WHAT IS NEEDED.
From the article on Stephen Bruton, extract the passage starting with "Bruton’s whole life, it" and going on through "songs he wrote.", copying it word for word.

SOURCE DOCUMENT.

⁂

He was named a Buddy magazine Texas Tornado in 1983:
Stephen
Bruton earned his national reputation playing with Bonnie Raitt, Delbert McClinton, and Kris Kristofferson. Photo ©2007 Chuck Flores
Stephen Bruton loses battle with cancer
Stephen Bruton was a guitarist, songwriter, producer and friend
By Tom Geddie
When Stephen Bruton was 13
or so, his big brother Sumter used to drive him and his young friend to guitar lessons in Fort Worth. Nothing unusual about that, until you know that
Stephen and his friend, T Bone Burnett, were teaching, not taking, the lessons.
Bruton’s whole life, it
turns out, was unusual. He was a fine player, sure, but after his death in May
from two-and-a-half-year battle with throat cancer most of the people who knew
him well talked about his caring and kindness more than his music. Bruton died
May 9. He was 60 years old.
Bruton, who lived in Austin in recent years, was a noted guitarist and
songwriter who also took up acting; produced career-defining albums for
Alejandro Escovedo, Jimmie Dale Gilmore, and Marcia Ball; and earned his
national reputation playing with Bonnie Raitt, Delbert McClinton, and Kris
Kristofferson. Raitt, Willie Nelson, Waylon Jennings, Jimmy Buffett, and
numerous others recorded songs he wrote.
Kristofferson hired Bruton
in 1971, and the two played together for 17 years.
“He was one of the bright
spots in the lives of anyone who was close to him,” Kristofferson said.

⁂

Stored data entries.
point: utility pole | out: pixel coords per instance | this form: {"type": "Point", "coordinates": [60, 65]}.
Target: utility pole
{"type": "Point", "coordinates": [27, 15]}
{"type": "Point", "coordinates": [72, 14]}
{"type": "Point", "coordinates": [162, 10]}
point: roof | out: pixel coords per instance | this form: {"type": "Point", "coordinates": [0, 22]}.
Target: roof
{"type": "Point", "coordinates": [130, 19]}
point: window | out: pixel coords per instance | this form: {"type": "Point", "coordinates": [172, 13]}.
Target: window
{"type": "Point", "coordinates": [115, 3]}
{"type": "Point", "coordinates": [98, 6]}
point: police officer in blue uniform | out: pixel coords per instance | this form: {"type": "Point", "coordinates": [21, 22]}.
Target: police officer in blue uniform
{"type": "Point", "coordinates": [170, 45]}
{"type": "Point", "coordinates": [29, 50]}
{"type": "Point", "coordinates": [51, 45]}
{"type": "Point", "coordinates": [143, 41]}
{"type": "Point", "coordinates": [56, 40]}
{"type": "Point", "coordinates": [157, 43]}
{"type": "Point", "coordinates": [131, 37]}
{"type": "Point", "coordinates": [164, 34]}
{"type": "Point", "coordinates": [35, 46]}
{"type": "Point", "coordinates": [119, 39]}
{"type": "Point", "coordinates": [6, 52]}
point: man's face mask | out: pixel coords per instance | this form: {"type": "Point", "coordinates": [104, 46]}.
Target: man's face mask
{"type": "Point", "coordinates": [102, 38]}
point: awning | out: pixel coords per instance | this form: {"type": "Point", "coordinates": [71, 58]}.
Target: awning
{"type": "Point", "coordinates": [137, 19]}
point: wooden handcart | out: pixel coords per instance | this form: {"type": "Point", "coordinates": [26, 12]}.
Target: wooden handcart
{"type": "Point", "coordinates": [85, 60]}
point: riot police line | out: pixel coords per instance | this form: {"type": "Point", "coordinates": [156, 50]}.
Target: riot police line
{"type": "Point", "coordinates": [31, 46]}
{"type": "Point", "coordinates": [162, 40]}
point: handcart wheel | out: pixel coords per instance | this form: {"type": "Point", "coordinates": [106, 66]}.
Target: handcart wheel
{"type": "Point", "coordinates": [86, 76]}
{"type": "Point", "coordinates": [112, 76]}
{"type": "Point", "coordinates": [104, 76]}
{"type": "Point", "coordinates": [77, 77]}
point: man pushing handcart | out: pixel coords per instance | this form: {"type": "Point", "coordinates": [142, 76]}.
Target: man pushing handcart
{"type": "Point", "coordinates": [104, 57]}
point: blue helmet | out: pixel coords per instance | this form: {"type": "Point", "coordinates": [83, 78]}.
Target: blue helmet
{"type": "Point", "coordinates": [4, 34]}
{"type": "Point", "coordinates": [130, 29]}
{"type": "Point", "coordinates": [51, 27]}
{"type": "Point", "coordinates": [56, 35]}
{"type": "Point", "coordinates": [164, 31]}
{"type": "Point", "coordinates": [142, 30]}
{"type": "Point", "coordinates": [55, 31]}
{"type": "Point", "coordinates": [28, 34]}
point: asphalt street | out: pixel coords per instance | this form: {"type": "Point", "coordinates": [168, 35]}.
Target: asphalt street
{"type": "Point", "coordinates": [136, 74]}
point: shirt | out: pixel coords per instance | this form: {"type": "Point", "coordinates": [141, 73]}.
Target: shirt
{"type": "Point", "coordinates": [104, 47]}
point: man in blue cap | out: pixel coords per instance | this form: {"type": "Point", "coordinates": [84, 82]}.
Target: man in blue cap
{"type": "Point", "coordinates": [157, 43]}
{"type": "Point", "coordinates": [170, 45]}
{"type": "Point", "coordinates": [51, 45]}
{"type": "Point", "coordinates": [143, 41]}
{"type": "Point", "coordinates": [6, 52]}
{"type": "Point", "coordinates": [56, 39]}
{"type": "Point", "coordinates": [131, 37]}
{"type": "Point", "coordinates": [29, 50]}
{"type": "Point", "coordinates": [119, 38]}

⁂

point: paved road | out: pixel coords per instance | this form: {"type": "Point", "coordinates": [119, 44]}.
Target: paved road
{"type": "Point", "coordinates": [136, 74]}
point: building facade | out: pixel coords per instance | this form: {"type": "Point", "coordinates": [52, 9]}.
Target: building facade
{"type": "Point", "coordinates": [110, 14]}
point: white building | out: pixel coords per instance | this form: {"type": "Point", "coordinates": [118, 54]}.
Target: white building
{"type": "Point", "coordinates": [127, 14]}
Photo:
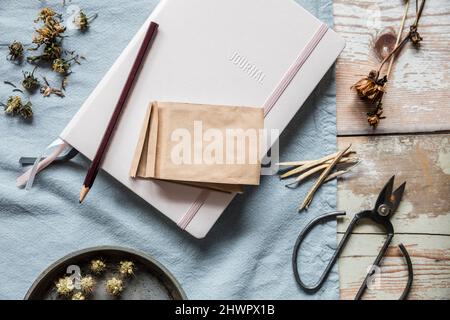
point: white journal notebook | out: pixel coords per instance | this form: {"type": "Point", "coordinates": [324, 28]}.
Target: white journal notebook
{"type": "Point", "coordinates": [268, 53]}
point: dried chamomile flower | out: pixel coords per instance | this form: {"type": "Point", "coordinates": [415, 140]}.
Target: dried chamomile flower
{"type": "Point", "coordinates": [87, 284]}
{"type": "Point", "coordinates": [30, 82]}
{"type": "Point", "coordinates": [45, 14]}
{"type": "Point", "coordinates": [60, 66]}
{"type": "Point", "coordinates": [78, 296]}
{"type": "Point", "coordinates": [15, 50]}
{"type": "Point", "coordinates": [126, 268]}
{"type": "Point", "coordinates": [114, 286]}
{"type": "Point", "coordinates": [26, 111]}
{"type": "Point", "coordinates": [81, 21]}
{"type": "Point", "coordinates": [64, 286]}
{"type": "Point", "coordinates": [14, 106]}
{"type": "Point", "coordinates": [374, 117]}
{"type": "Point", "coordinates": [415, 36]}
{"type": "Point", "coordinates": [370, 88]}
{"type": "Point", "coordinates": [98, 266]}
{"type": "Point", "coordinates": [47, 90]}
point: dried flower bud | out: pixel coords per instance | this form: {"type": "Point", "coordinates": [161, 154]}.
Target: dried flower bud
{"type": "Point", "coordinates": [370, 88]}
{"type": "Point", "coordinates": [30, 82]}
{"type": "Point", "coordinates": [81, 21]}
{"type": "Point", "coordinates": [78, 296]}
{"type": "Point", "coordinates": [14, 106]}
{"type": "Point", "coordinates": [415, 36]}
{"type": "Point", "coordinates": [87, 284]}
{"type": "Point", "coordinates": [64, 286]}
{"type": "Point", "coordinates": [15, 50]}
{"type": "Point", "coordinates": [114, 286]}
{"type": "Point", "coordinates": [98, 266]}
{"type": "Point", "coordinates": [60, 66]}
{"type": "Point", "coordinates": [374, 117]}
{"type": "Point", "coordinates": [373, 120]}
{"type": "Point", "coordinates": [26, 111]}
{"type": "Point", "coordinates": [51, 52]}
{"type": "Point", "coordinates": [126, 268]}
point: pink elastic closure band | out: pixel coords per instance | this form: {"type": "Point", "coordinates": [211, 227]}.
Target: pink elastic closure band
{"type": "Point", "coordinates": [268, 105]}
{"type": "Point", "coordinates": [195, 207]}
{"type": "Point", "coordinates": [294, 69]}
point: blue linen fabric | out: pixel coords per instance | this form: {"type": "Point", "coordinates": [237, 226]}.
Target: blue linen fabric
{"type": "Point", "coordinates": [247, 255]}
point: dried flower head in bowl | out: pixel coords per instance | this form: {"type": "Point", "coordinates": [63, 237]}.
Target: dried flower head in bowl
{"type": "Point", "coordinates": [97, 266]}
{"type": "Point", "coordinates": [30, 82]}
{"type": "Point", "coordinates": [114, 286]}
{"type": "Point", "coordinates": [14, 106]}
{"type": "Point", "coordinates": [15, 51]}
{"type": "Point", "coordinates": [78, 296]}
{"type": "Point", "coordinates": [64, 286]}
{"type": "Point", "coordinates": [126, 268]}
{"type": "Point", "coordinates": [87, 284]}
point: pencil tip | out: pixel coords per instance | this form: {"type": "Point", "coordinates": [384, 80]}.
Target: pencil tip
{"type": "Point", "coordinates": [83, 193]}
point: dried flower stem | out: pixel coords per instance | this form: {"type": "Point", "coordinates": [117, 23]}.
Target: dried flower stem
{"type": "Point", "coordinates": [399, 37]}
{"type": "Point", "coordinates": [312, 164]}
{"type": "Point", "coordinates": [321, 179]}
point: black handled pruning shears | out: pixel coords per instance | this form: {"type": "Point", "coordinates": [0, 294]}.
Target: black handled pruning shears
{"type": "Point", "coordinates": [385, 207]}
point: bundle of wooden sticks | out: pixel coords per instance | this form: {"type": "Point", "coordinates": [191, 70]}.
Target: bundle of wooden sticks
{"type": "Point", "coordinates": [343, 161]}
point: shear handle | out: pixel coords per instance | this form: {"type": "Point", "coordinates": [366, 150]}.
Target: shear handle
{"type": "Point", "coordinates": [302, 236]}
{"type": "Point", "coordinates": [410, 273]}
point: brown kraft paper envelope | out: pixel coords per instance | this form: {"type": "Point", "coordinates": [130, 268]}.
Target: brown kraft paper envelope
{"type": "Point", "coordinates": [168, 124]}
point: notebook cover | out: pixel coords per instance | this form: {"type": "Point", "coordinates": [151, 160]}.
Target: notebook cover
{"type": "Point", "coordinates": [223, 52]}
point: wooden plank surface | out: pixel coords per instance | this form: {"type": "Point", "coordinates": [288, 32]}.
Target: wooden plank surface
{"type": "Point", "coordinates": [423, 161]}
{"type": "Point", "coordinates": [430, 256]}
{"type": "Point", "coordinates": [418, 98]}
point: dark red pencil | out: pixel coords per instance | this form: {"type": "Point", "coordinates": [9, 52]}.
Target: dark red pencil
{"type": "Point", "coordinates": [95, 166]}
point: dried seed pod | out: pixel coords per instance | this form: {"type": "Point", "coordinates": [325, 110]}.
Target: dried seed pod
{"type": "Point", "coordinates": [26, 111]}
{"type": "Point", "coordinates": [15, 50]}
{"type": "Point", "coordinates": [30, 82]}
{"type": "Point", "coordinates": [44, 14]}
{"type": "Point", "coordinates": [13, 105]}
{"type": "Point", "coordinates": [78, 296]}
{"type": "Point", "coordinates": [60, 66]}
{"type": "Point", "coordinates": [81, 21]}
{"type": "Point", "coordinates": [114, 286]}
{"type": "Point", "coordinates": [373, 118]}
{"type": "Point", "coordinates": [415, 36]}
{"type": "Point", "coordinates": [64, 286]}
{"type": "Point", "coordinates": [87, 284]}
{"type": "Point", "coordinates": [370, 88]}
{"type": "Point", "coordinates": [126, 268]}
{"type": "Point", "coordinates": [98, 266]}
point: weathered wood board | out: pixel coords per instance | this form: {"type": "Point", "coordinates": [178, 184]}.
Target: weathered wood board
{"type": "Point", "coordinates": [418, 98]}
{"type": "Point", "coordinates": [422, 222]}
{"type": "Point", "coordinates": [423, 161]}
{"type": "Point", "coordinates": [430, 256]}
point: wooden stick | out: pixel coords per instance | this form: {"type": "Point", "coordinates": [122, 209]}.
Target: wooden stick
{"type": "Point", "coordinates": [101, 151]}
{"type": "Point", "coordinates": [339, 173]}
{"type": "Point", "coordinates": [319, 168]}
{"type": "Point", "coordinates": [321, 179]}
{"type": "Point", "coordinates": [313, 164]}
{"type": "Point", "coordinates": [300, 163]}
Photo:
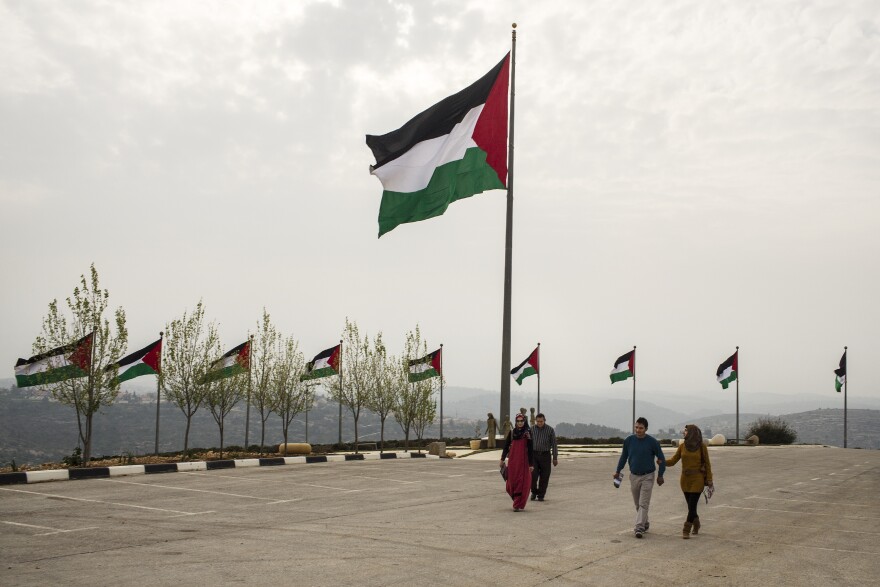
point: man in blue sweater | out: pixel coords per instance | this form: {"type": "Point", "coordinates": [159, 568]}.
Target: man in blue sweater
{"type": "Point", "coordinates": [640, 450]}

⁂

WRITTEN ANSWER.
Bruton’s whole life, it
turns out, was unusual. He was a fine player, sure, but after his death in May
from two-and-a-half-year battle with throat cancer most of the people who knew
him well talked about his caring and kindness more than his music. Bruton died
May 9. He was 60 years old.
Bruton, who lived in Austin in recent years, was a noted guitarist and
songwriter who also took up acting; produced career-defining albums for
Alejandro Escovedo, Jimmie Dale Gilmore, and Marcia Ball; and earned his
national reputation playing with Bonnie Raitt, Delbert McClinton, and Kris
Kristofferson. Raitt, Willie Nelson, Waylon Jennings, Jimmy Buffett, and
numerous others recorded songs he wrote.